* [TASK SET]
1. Do the following statements agree with the game recap below between the Texans and the Panthers? Answer each with yes or no, and quote the words of the recap that decide it.
(a) Tony Banks started at quarterback because David Carr was injured.
(b) Houston's 13-play drive in the third quarter covered 73 yards.
(c) Stacey Mack tied the score at 7 on a 3-yard run.
2. Retype part of the game recap below between the Texans and the Panthers, word for word. Begin at the words "Banks and the" and stop after the words "and Billy Miller.".
3. Answer these questions using the game recap below between the Texans and the Panthers.
(a) What was the final score of the game?
(b) Who recovered the ball at the Panther 1 after the Chad Stanley punt?
(c) How long was John Kasay's field goal?

* [DOCUMENT SECTION]
____________

Perhaps it took the Texans a while to warm up to having someone other than David Carr under center.

Whatever the reason, after an unproductive first half, Tony Banks, starting in place of the injured Carr, led Houston to two touchdowns as the Texans upset the Carolina Panthers, 14-10 and won for the first time with someone other than Carr at quarterback. The win moved Houston to 3-5 on the year.

Banks and the Texans came out firing after an awful first half. Led by Domanick Davis, who rushed 5 times for 51 yards on the drive, including a 17-yard gallop on 3rd-and-8, Houston moved down the field and evened the score at 7 on Stacey Mack’s 1-yard plunge. The 13-play march covered 73 yards, seven more than Houston managed in the game’s first two quarters. Banks converted two third downs on throws to Andre Johnson and Billy Miller.

The Panthers scored on the opening drive of the first half, as they too were led by a back named Davis. Stephen, the NFC’s leading rusher, picked up 20 yards on 8 carries and Jake Delhomme finished things off, completing consecutive passes to Kris Mangum and Steve Smith, the later from 24 yards which gave Carolina the early lead, 7-0.

Things would stay that way the remainder of the half, thanks in large part to two Texan touchdowns (correctly) overturned by replay. The first came early in the second quarter when Steve Foley recovered at the Panther 1 what was first ruled a fumble after a 53-yard Chad Stanley punt appeared to glance off of Carolina return man Steve Smith. But a quick review overturned the ruling on the field.

Later, a Davis fumble was scooped and carried into the end zone by Aaron Glenn, but a review also conclusively showed Davis was, in fact, down prior to the turnover.

After Houston tied the score at 7 in the third quarter, Carolina moved to the Texan 2 before Davis was hit for a 3-yard loss and Delhomme threw two in completions, including a drop by Jermaine Wiggins in the end zone, forcing the Panthers to settle for a 23-yard field goal from John Kasay, pushing the lead to three, 10-7.

Houston roared back. After a Miller penalty forced a third and 18, Banks hit Johnson for 35 yards after picking a bad snap up off the ground. Perched at the Carolina 28, Houston ran four times in a row, including a 3-yard sprint by Mack to convert another third down before Banks split two defenders and found Miller, who bobbled Banks’ laser before tumbling into the end zone for the go-ahead score from 20 yards out with 9:36 remaining.

____________

* [DATA SEGMENT]
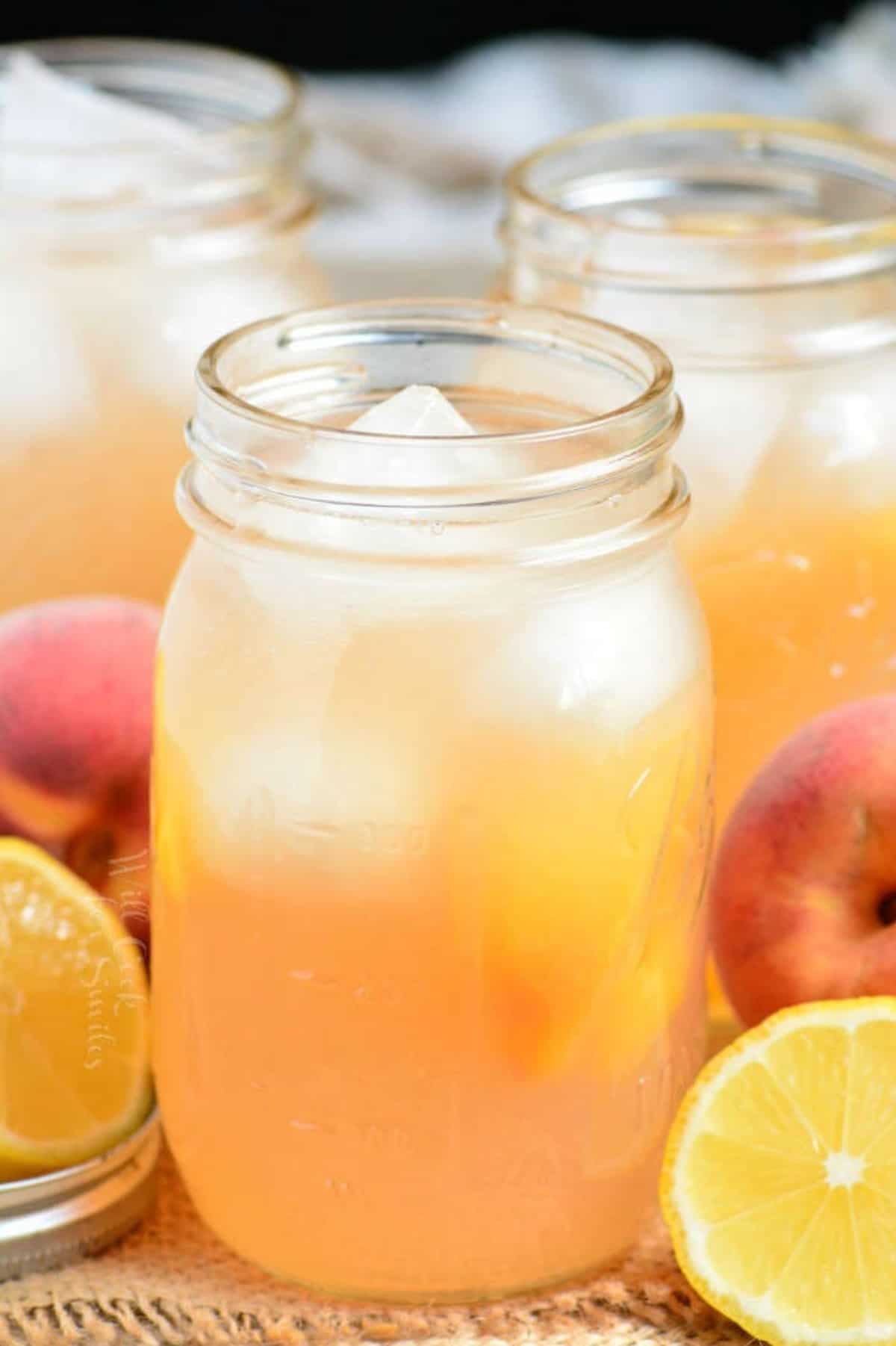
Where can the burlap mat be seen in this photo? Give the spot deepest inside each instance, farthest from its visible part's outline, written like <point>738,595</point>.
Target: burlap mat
<point>171,1283</point>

____________

* [TASK RESPONSES]
1.
(a) Yes: "Tony Banks, starting in place of the injured Carr"
(b) Yes: "The 13-play march covered 73 yards"
(c) No: "evened the score at 7 on Stacey Mack’s 1-yard plunge"

2.
Banks and the Texans came out firing after an awful first half. Led by Domanick Davis, who rushed 5 times for 51 yards on the drive, including a 17-yard gallop on 3rd-and-8, Houston moved down the field and evened the score at 7 on Stacey Mack’s 1-yard plunge. The 13-play march covered 73 yards, seven more than Houston managed in the game’s first two quarters. Banks converted two third downs on throws to Andre Johnson and Billy Miller.

3.
(a) 14-10, with the Texans winning
(b) Steve Foley
(c) 23 yards